▶ **GIVEN RECORDS**
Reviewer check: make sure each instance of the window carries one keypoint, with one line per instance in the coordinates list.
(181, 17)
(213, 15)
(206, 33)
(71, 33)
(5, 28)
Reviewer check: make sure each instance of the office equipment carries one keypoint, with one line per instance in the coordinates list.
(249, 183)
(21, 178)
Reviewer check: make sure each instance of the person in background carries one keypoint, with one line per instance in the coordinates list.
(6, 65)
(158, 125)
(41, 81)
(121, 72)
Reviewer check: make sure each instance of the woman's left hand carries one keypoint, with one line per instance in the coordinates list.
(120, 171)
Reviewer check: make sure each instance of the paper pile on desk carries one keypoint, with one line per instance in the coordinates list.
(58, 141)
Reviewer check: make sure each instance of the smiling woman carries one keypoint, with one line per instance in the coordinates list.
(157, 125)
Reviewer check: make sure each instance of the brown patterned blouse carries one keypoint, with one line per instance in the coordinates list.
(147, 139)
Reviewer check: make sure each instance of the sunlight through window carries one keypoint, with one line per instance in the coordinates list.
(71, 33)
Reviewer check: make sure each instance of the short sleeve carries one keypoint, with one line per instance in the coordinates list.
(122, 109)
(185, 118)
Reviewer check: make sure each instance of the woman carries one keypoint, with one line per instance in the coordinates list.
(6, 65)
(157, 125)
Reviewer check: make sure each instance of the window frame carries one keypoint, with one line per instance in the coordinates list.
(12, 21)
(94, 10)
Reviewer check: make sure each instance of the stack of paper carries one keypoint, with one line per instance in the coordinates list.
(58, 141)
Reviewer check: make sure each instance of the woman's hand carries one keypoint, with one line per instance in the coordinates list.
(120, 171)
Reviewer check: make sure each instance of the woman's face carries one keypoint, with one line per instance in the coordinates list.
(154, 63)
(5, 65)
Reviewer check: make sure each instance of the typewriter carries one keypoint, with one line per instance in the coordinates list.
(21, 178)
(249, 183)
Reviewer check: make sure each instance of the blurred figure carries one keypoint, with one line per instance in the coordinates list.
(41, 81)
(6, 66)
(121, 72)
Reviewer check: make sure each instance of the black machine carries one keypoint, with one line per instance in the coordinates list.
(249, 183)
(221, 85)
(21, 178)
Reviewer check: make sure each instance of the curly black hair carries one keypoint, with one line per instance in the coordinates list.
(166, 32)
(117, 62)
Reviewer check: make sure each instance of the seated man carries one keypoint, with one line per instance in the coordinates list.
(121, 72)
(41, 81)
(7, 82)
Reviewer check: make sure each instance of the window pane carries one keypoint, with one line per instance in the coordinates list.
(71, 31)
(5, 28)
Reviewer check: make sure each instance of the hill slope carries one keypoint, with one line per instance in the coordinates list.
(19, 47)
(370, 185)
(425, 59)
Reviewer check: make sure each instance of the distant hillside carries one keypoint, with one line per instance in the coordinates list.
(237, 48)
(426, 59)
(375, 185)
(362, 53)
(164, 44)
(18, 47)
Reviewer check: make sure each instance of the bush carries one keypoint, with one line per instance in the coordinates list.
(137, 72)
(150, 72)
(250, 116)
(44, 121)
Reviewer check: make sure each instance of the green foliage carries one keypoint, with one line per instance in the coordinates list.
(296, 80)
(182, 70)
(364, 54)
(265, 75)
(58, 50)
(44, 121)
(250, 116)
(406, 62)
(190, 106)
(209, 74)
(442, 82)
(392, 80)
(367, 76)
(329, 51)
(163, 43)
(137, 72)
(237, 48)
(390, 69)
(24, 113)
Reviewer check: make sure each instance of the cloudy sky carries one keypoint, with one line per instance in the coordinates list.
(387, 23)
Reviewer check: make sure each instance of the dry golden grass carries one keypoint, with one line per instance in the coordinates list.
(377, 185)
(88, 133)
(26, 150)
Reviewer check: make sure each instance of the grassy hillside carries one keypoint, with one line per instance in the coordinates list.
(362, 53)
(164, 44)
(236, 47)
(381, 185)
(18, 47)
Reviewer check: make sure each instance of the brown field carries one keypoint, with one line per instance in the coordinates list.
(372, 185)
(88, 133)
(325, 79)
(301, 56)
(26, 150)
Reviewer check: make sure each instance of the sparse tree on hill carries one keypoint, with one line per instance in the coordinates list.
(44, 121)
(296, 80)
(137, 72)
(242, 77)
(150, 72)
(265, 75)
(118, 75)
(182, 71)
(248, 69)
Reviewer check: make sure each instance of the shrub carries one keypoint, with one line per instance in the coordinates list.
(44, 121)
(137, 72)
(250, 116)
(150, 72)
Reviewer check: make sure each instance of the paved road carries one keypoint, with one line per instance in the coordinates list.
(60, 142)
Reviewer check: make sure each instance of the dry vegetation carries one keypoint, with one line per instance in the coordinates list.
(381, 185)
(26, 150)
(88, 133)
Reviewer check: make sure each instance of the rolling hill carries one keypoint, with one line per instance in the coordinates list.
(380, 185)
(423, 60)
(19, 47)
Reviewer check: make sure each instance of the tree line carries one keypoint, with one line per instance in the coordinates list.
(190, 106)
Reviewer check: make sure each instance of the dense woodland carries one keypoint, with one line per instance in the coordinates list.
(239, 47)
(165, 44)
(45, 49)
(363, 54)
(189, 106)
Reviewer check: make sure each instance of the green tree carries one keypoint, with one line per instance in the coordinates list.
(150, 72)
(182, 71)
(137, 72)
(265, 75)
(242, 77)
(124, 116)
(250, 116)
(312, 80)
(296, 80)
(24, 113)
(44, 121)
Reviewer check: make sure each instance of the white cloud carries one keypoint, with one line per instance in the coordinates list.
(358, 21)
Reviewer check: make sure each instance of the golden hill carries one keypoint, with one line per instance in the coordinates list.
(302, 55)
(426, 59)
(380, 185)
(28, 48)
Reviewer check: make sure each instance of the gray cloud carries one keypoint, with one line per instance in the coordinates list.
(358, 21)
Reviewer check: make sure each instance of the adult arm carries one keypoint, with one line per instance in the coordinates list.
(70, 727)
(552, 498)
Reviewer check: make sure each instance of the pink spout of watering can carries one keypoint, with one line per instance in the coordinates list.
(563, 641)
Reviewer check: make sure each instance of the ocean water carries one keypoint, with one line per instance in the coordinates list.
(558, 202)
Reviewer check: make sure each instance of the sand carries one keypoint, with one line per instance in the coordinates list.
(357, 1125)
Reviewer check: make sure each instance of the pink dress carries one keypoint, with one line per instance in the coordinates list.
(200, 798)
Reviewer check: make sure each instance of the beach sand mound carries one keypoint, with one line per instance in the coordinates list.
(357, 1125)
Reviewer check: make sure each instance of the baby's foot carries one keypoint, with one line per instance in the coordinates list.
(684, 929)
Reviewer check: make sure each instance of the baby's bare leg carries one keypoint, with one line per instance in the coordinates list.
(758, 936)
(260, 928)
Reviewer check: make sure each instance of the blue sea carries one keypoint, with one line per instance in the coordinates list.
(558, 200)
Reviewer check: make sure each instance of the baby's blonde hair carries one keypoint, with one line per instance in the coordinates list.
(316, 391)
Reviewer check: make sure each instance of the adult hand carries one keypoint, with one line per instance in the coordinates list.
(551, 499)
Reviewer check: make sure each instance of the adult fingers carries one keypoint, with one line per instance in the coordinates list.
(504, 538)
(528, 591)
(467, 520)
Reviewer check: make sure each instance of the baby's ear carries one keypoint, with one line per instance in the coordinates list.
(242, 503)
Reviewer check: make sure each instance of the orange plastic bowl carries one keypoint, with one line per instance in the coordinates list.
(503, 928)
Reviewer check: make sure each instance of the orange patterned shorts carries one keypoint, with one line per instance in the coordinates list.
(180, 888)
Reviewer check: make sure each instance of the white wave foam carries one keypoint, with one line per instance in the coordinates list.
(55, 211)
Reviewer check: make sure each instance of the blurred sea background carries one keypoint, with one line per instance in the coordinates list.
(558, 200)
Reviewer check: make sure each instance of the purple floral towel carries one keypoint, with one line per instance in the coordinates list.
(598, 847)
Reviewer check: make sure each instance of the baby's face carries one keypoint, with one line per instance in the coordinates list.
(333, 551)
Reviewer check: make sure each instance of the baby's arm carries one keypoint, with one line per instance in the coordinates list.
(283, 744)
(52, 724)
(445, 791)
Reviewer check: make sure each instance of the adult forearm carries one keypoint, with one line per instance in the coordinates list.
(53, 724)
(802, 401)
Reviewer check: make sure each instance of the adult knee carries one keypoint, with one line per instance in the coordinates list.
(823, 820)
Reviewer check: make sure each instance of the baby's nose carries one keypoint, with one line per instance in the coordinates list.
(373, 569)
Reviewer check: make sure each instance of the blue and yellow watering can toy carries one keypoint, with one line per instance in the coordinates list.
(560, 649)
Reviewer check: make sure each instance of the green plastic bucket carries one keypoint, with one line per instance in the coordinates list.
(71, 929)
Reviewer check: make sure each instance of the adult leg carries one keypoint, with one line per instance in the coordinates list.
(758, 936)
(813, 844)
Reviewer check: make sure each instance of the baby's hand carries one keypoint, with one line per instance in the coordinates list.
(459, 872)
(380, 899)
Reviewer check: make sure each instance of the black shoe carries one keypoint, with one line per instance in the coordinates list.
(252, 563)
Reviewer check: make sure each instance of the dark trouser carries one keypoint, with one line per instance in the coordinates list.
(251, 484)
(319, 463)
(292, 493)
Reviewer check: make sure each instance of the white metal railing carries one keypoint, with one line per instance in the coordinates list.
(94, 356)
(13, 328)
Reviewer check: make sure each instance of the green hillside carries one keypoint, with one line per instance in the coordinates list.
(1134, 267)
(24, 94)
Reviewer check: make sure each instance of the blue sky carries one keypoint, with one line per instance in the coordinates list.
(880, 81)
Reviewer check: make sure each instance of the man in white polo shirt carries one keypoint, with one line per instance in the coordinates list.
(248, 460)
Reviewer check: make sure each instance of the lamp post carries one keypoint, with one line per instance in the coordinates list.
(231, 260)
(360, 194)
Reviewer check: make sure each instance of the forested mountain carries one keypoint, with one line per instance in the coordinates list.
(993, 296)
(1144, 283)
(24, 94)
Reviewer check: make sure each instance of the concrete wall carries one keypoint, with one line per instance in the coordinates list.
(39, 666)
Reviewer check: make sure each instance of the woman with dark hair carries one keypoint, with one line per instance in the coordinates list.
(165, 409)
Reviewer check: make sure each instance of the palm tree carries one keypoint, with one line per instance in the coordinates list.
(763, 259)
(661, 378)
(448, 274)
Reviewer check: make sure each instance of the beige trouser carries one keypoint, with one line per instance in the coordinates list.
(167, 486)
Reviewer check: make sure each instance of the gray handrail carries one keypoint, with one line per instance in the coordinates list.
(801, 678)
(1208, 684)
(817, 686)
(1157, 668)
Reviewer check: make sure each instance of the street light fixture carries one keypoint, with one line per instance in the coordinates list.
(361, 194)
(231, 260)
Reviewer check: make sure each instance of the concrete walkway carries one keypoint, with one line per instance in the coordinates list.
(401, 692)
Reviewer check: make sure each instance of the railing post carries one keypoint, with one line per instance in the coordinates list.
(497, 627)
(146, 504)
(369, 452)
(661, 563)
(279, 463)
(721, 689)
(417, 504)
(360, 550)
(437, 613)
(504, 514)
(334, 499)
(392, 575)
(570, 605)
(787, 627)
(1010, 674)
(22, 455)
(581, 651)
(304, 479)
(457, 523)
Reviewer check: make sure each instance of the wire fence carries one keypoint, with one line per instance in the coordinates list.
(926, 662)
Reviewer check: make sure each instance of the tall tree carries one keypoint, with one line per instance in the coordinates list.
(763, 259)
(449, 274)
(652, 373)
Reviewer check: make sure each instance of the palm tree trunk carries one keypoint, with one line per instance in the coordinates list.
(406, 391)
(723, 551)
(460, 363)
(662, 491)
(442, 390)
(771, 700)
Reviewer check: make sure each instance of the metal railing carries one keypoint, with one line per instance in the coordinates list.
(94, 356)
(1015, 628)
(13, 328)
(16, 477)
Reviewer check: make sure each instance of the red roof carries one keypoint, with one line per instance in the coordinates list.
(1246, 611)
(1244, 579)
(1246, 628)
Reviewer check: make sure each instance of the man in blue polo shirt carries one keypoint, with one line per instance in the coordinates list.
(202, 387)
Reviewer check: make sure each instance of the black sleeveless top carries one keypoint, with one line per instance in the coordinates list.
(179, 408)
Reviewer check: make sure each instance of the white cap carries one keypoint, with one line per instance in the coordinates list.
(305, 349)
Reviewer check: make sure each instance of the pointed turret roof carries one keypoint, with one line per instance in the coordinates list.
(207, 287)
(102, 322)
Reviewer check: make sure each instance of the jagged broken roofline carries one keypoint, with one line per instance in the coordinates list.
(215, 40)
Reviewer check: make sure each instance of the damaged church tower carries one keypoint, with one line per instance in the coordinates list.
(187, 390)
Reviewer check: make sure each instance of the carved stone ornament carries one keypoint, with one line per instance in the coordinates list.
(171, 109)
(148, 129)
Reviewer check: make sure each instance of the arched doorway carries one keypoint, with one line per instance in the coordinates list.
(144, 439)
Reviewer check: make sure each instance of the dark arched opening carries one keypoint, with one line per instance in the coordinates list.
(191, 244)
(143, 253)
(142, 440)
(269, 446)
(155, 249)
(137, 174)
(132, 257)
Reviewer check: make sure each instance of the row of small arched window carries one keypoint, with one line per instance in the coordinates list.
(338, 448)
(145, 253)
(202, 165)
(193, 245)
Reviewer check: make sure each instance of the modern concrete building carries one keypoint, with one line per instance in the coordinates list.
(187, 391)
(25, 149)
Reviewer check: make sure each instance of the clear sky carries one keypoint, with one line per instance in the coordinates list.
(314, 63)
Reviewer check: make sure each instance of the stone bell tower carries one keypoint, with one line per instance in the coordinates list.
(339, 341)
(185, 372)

▶ **AIM OF THE EXERCISE**
Give the listing lines again, starting at the line containing "Reviewer check: make sure each instance of the gray handrail" and ending at the line containing "(1157, 668)", swapping "gray handrail" for "gray railing" and leaving everything else unchanged.

▶ **ANSWER FOR THIS EXERCISE**
Reviewer check: make sure each instance of the gray railing carries one keypoint, with one line per instance in the coordinates list.
(801, 678)
(1208, 684)
(817, 686)
(1157, 668)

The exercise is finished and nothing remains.